BEGIN

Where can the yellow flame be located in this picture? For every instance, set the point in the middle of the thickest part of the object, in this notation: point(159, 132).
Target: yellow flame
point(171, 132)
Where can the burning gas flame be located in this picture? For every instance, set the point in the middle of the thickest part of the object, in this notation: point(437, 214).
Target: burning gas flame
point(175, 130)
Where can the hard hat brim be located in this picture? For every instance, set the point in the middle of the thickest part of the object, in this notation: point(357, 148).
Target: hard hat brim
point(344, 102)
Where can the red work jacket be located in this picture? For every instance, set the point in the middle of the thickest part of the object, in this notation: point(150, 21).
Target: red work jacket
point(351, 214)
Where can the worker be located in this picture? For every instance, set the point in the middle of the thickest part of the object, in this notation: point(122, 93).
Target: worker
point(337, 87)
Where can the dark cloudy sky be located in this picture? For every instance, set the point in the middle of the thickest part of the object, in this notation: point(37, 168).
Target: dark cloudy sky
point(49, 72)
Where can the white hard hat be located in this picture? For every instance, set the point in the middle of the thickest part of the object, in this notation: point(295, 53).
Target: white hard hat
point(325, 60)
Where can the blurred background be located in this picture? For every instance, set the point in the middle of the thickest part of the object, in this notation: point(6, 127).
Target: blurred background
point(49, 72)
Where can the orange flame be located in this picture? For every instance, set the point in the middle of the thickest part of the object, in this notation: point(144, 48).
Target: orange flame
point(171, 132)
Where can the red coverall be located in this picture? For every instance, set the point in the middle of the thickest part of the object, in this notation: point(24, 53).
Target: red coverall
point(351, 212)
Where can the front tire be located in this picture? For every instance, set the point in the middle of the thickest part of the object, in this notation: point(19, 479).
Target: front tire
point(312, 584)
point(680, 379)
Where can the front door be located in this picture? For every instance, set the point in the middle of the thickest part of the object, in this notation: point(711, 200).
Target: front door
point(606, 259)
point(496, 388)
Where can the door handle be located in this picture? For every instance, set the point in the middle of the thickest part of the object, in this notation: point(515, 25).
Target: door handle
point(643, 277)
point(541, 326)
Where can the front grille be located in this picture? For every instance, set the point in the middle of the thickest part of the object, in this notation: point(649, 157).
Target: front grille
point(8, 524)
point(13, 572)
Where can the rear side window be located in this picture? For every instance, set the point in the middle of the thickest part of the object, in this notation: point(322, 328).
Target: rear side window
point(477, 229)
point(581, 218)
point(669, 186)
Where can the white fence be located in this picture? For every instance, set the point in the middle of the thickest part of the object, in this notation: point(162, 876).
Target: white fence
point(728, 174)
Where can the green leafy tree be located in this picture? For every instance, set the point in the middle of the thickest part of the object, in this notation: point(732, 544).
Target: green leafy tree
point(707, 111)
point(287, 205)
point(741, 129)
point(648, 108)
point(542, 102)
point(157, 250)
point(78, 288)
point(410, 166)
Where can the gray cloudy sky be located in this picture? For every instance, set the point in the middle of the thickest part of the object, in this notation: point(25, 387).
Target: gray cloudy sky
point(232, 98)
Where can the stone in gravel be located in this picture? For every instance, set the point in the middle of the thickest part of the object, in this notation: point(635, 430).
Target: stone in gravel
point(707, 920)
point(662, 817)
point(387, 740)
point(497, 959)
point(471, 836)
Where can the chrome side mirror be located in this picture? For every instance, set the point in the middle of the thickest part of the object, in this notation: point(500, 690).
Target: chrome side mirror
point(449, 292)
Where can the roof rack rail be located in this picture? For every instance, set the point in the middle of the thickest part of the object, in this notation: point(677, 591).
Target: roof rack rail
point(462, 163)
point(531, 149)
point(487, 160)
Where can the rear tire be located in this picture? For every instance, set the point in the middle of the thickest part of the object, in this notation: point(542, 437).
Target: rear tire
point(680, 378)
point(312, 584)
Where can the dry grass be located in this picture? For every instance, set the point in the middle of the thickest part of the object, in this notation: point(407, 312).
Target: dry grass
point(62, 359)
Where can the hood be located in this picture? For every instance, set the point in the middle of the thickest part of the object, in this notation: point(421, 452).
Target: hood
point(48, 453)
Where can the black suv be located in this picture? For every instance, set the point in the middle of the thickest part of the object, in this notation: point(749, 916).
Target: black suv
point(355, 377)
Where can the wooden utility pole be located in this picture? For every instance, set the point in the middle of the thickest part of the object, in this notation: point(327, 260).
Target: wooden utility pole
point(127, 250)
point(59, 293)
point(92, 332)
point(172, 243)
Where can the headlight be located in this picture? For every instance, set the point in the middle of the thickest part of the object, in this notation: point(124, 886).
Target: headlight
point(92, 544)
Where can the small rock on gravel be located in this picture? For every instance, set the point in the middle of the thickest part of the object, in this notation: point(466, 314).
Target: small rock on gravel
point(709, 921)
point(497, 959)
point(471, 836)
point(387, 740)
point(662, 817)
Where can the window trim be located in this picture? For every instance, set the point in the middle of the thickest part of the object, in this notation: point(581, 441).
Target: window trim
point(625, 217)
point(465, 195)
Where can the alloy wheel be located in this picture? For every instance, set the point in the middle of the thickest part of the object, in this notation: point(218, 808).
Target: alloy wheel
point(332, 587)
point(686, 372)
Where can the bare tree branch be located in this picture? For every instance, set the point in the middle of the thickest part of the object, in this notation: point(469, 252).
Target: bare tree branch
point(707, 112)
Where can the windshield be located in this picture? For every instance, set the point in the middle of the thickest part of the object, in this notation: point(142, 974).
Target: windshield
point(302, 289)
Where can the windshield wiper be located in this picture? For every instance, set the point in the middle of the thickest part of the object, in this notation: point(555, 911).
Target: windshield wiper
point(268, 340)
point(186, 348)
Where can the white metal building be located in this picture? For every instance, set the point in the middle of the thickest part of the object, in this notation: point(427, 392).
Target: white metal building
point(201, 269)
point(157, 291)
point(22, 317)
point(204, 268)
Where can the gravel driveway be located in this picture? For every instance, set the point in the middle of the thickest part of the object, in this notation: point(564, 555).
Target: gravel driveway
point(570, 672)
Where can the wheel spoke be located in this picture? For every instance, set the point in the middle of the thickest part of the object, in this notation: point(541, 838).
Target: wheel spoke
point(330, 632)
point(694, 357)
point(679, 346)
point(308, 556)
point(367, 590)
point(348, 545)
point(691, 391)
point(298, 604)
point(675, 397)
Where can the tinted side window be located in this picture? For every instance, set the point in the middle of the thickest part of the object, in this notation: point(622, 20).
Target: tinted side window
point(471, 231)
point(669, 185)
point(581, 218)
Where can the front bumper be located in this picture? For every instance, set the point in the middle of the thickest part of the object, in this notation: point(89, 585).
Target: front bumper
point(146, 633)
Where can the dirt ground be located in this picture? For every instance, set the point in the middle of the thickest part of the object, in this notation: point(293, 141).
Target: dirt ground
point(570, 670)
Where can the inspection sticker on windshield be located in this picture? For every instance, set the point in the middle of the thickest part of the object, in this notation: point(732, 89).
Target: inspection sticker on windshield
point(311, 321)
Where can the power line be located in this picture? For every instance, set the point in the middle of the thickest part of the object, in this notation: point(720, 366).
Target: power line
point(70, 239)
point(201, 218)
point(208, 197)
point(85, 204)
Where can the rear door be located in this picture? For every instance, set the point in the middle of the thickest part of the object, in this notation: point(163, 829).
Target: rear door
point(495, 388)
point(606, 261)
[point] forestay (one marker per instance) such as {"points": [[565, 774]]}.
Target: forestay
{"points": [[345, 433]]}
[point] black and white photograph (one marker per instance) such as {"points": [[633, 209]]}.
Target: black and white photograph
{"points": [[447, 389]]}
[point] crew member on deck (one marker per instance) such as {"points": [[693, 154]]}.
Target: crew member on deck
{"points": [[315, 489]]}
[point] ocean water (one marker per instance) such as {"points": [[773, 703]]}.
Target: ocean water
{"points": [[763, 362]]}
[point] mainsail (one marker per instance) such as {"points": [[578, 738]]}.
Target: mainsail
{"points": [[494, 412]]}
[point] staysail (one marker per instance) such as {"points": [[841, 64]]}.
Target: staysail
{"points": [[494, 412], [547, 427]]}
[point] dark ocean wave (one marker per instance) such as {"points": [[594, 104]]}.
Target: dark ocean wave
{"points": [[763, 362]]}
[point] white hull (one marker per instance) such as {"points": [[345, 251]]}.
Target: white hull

END

• What the task requires: Starting at the top of the data above, repeat every line exactly until the line containing "Where can the red work" has been given, then stop.

• Answer section:
Where can the yellow flame be located in this picture? For every instance, set the point in the middle of the thickest part of the object, in this notation: point(159, 132).
Target: yellow flame
point(171, 132)
Where can the burning gas flame be located in this picture? For every instance, set the point in the middle of the thickest part of the object, in this notation: point(437, 214).
Target: burning gas flame
point(175, 130)
Where can the hard hat brim be located in this picture? For every instance, set the point in the middle of the thickest part of the object, in this notation: point(357, 148).
Target: hard hat brim
point(344, 102)
Where can the red work jacket be located in this picture? For every instance, set the point in the middle of the thickest part of the object, in this notation: point(150, 21).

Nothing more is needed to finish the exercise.